_Stated problem_:
Render every row below as a JSON list of strings with one string per line, leaving out blank lines.

BEGIN Material for this exercise

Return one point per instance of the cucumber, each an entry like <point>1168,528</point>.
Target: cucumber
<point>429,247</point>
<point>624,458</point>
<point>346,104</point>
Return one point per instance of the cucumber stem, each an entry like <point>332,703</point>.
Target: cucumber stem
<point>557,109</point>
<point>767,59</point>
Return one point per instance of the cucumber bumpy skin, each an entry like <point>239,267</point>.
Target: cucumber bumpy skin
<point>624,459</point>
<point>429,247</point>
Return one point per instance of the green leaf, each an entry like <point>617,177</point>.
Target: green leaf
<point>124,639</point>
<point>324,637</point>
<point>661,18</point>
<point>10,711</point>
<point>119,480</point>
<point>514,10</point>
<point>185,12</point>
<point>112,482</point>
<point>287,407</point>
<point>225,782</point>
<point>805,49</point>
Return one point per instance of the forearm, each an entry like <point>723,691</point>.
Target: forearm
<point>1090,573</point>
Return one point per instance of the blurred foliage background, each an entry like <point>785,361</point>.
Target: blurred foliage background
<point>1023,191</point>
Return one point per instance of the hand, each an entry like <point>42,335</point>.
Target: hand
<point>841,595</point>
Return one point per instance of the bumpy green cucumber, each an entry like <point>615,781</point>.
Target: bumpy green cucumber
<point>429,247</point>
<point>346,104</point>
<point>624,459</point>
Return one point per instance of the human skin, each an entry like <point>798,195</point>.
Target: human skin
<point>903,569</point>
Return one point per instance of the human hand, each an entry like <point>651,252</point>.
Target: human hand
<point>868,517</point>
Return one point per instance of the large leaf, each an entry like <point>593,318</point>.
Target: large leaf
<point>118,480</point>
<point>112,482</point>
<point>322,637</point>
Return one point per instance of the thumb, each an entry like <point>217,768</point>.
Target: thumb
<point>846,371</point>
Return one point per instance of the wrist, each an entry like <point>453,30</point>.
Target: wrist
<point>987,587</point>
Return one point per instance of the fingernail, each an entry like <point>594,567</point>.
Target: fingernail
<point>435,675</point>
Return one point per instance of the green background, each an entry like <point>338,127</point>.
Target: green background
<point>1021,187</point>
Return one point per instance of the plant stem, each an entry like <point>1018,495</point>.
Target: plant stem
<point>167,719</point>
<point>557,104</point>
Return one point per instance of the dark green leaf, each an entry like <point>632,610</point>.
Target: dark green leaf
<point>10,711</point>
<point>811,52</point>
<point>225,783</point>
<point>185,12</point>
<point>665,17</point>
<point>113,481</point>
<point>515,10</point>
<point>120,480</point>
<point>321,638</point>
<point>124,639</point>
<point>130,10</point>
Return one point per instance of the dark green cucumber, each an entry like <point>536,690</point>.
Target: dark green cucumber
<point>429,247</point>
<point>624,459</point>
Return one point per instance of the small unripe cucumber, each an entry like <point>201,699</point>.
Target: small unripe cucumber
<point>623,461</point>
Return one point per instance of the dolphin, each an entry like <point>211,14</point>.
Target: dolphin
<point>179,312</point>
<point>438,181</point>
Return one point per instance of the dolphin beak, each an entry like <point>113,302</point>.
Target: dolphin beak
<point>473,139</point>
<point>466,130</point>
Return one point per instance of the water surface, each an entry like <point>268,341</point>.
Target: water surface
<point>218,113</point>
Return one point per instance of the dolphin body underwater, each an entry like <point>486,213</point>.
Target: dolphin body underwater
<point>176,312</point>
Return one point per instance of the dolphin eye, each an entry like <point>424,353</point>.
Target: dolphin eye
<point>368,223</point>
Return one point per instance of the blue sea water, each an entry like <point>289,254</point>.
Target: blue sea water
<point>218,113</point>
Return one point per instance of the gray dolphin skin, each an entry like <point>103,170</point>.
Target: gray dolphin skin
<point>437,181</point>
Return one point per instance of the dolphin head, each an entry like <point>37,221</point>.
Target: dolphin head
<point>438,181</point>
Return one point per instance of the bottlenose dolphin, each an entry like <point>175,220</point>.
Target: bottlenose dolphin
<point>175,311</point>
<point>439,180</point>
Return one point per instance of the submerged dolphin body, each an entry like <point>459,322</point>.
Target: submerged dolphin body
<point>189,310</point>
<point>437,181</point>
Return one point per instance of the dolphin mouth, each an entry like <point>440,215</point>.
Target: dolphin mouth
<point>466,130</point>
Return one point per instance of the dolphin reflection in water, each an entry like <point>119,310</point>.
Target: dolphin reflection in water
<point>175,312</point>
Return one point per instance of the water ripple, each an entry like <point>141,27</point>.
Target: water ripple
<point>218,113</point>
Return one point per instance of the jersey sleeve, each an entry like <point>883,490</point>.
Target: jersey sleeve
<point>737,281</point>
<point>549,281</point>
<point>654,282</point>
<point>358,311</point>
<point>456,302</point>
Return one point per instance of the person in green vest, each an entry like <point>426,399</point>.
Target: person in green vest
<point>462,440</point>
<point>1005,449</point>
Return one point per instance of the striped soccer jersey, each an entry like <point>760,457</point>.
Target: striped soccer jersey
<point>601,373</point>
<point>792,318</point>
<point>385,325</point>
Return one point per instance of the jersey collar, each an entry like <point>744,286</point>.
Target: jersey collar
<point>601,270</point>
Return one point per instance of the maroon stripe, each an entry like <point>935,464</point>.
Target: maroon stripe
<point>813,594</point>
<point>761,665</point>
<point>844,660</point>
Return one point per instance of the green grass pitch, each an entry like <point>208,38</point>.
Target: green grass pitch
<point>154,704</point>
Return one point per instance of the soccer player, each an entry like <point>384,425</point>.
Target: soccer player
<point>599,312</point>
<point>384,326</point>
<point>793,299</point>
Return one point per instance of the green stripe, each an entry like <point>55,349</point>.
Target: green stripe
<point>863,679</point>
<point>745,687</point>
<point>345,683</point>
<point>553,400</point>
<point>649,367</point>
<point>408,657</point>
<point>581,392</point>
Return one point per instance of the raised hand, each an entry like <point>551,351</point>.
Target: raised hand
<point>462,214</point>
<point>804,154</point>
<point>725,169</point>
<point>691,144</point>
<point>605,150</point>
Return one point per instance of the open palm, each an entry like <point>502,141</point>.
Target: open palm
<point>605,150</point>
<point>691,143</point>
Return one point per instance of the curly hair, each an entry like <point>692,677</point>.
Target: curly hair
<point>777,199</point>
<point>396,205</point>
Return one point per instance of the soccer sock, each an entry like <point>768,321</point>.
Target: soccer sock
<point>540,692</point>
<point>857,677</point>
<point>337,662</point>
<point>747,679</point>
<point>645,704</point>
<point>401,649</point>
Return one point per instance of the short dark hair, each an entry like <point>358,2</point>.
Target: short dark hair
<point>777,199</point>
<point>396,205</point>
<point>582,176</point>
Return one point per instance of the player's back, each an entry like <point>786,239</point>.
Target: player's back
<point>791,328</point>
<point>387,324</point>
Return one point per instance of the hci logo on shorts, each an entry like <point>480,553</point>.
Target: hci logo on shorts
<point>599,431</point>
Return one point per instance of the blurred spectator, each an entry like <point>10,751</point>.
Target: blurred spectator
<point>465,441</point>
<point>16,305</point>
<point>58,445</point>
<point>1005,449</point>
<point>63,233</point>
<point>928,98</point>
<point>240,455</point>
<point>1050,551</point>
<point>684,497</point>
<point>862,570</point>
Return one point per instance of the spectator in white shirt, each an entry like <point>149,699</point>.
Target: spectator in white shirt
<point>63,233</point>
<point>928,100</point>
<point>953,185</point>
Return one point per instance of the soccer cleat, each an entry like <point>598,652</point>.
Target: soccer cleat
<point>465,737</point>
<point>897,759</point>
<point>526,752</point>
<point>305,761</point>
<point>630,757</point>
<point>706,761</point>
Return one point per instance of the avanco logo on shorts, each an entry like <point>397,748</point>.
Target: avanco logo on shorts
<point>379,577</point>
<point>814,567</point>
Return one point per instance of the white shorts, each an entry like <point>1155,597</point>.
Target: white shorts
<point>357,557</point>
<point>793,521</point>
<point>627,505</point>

END Material for this exercise

_Complete output_:
[
  "Return one point per instance of the cucumber, each an entry like <point>1168,528</point>.",
  "Target: cucumber",
  "<point>429,247</point>",
  "<point>624,458</point>",
  "<point>346,104</point>",
  "Return one point per instance of the cucumber stem, each an entry like <point>332,703</point>.",
  "Target: cucumber stem",
  "<point>557,109</point>",
  "<point>767,59</point>",
  "Return one point per instance of the cucumber bumpy skin, each an entry like <point>239,267</point>.",
  "Target: cucumber bumpy skin",
  "<point>624,459</point>",
  "<point>429,247</point>",
  "Return one point per instance of the green leaf, each an entry like <point>617,177</point>.",
  "Target: green leaf",
  "<point>124,639</point>",
  "<point>324,637</point>",
  "<point>661,18</point>",
  "<point>10,711</point>",
  "<point>119,480</point>",
  "<point>514,10</point>",
  "<point>185,12</point>",
  "<point>112,482</point>",
  "<point>287,407</point>",
  "<point>225,782</point>",
  "<point>805,49</point>",
  "Return one point per instance of the forearm, each an entry like <point>723,691</point>.",
  "Target: forearm",
  "<point>1090,573</point>",
  "Return one point per instance of the blurred foliage background, each an entry like <point>785,361</point>.",
  "Target: blurred foliage background",
  "<point>1023,191</point>",
  "Return one point per instance of the hand, each an entry like <point>42,335</point>.",
  "Target: hand",
  "<point>841,595</point>",
  "Return one point per instance of the bumpy green cucumber, each an entry like <point>615,781</point>.",
  "Target: bumpy green cucumber",
  "<point>429,247</point>",
  "<point>346,104</point>",
  "<point>624,459</point>",
  "Return one point per instance of the human skin, each an entry like <point>798,195</point>.",
  "Target: human skin",
  "<point>903,569</point>",
  "Return one point per instance of the human hand, each an entry like <point>651,252</point>.",
  "Target: human hand",
  "<point>868,517</point>",
  "Return one point per instance of the large leaf, each an entry like <point>593,318</point>.",
  "Target: large leaf",
  "<point>118,480</point>",
  "<point>112,482</point>",
  "<point>322,637</point>",
  "Return one point per instance of the thumb, each an entry like <point>217,768</point>.",
  "Target: thumb",
  "<point>846,371</point>",
  "Return one point per instance of the wrist, each an entry like <point>453,30</point>.",
  "Target: wrist",
  "<point>987,587</point>",
  "Return one point per instance of the fingernail, each an entry like <point>594,567</point>.",
  "Target: fingernail",
  "<point>435,675</point>",
  "Return one point per instance of the green background, each an entry like <point>338,127</point>.",
  "Target: green background",
  "<point>1021,187</point>",
  "Return one point per instance of the plant stem, each an entry like <point>1018,495</point>.",
  "Target: plant stem",
  "<point>167,719</point>",
  "<point>557,104</point>",
  "Return one point per instance of the dark green leaf, each an entry like <point>632,610</point>.",
  "Target: dark green leaf",
  "<point>10,711</point>",
  "<point>811,52</point>",
  "<point>225,783</point>",
  "<point>185,12</point>",
  "<point>665,17</point>",
  "<point>113,481</point>",
  "<point>515,10</point>",
  "<point>120,480</point>",
  "<point>321,638</point>",
  "<point>124,639</point>",
  "<point>130,10</point>",
  "Return one point per instance of the dark green cucumber, each an entry like <point>536,690</point>.",
  "Target: dark green cucumber",
  "<point>429,247</point>",
  "<point>624,459</point>",
  "Return one point per instance of the small unripe cucumber, each an entry like <point>201,699</point>.",
  "Target: small unripe cucumber",
  "<point>623,461</point>",
  "Return one point per instance of the dolphin, each an entry like <point>211,14</point>.",
  "Target: dolphin",
  "<point>179,312</point>",
  "<point>438,181</point>",
  "Return one point per instance of the dolphin beak, each an entry like <point>113,302</point>.",
  "Target: dolphin beak",
  "<point>473,139</point>",
  "<point>466,130</point>",
  "Return one point per instance of the water surface, each an entry like <point>268,341</point>.",
  "Target: water surface",
  "<point>218,113</point>",
  "Return one point per instance of the dolphin body underwater, each an entry like <point>486,213</point>.",
  "Target: dolphin body underwater",
  "<point>176,312</point>",
  "Return one point per instance of the dolphin eye, each an entry like <point>424,353</point>.",
  "Target: dolphin eye",
  "<point>368,223</point>",
  "Return one point per instance of the blue sea water, each an entry like <point>289,254</point>.",
  "Target: blue sea water",
  "<point>218,113</point>",
  "Return one point per instance of the gray dolphin skin, each an entry like <point>103,170</point>.",
  "Target: gray dolphin skin",
  "<point>437,181</point>",
  "Return one point per instance of the dolphin head, each an entry like <point>37,221</point>.",
  "Target: dolphin head",
  "<point>438,181</point>",
  "Return one point per instance of the bottlenose dolphin, each an entry like <point>175,220</point>.",
  "Target: bottlenose dolphin",
  "<point>175,311</point>",
  "<point>439,180</point>",
  "Return one point per instance of the submerged dolphin body, each an entry like <point>459,322</point>.",
  "Target: submerged dolphin body",
  "<point>189,310</point>",
  "<point>437,181</point>",
  "Return one point per instance of the dolphin mouth, each an entry like <point>440,215</point>.",
  "Target: dolphin mouth",
  "<point>466,130</point>",
  "Return one point per instance of the dolphin reflection in water, each an entry like <point>119,310</point>.",
  "Target: dolphin reflection in water",
  "<point>175,312</point>",
  "Return one point per instance of the water ripple, each an entry like <point>141,27</point>.",
  "Target: water ripple",
  "<point>218,113</point>",
  "Return one point per instance of the jersey sleeve, each an entry like <point>883,490</point>.",
  "Target: jersey sleeve",
  "<point>737,281</point>",
  "<point>549,281</point>",
  "<point>654,282</point>",
  "<point>358,311</point>",
  "<point>456,302</point>",
  "Return one point per instance of the person in green vest, each an entry like <point>426,399</point>.",
  "Target: person in green vest",
  "<point>462,440</point>",
  "<point>1005,449</point>",
  "Return one point per instance of the striped soccer jersey, each an entry like <point>760,457</point>.",
  "Target: striped soccer jersey",
  "<point>601,373</point>",
  "<point>792,318</point>",
  "<point>385,325</point>",
  "Return one point per instance of the jersey collar, each an entry like <point>744,286</point>.",
  "Target: jersey collar",
  "<point>601,270</point>",
  "Return one point per instance of the maroon stripe, each an entry like <point>935,464</point>.",
  "Target: maroon stripe",
  "<point>813,594</point>",
  "<point>761,665</point>",
  "<point>844,660</point>",
  "Return one point per instance of the green grass pitch, each an entry like <point>208,38</point>.",
  "Target: green grass pitch",
  "<point>154,704</point>",
  "Return one point per instance of the soccer player, each an entry like <point>384,425</point>.",
  "Target: soccer player",
  "<point>599,312</point>",
  "<point>384,326</point>",
  "<point>793,299</point>",
  "Return one point per instance of the green stripe, each an entry like <point>55,349</point>.",
  "Target: green stripe",
  "<point>863,679</point>",
  "<point>745,687</point>",
  "<point>345,683</point>",
  "<point>553,400</point>",
  "<point>649,367</point>",
  "<point>408,657</point>",
  "<point>581,392</point>",
  "Return one point per instance of the raised hand, each an entry like <point>551,351</point>.",
  "Target: raised hand",
  "<point>462,214</point>",
  "<point>804,154</point>",
  "<point>725,169</point>",
  "<point>691,144</point>",
  "<point>605,150</point>",
  "Return one point per instance of the open palm, each an entry like <point>502,141</point>.",
  "Target: open palm",
  "<point>605,150</point>",
  "<point>691,143</point>",
  "Return one point per instance of the curly hair, each an entry like <point>692,677</point>.",
  "Target: curly hair",
  "<point>777,199</point>",
  "<point>396,205</point>",
  "Return one point per instance of the soccer sock, each an entry like <point>768,321</point>.",
  "Target: soccer sock",
  "<point>540,692</point>",
  "<point>857,677</point>",
  "<point>337,662</point>",
  "<point>747,679</point>",
  "<point>645,704</point>",
  "<point>401,649</point>",
  "Return one point per instance of the short dark hair, each an entry like <point>358,2</point>.",
  "Target: short dark hair",
  "<point>777,199</point>",
  "<point>396,205</point>",
  "<point>582,176</point>",
  "Return one point per instance of the player's back, each an entry like <point>786,239</point>.",
  "Target: player's back",
  "<point>791,328</point>",
  "<point>387,324</point>",
  "Return one point per instance of the hci logo on shorts, each an entry like <point>480,553</point>.",
  "Target: hci logo on shorts",
  "<point>599,431</point>",
  "Return one point per instance of the blurred spectator, each an entry like <point>10,751</point>.",
  "Target: blurred spectator",
  "<point>465,441</point>",
  "<point>16,305</point>",
  "<point>58,445</point>",
  "<point>1005,449</point>",
  "<point>63,233</point>",
  "<point>928,98</point>",
  "<point>240,455</point>",
  "<point>1050,551</point>",
  "<point>684,497</point>",
  "<point>862,570</point>",
  "Return one point per instance of the spectator in white shirt, each an entry like <point>149,699</point>.",
  "Target: spectator in white shirt",
  "<point>63,233</point>",
  "<point>928,100</point>",
  "<point>953,185</point>",
  "Return one point per instance of the soccer cleat, each an entry like <point>598,652</point>.",
  "Target: soccer cleat",
  "<point>465,737</point>",
  "<point>897,759</point>",
  "<point>526,752</point>",
  "<point>305,761</point>",
  "<point>630,757</point>",
  "<point>706,761</point>",
  "Return one point per instance of the avanco logo on shorts, each an entry like <point>397,748</point>.",
  "Target: avanco logo on shorts",
  "<point>379,577</point>",
  "<point>814,567</point>",
  "Return one point per instance of the white shorts, each an entry like <point>1155,597</point>.",
  "Target: white shorts",
  "<point>357,557</point>",
  "<point>793,521</point>",
  "<point>627,505</point>"
]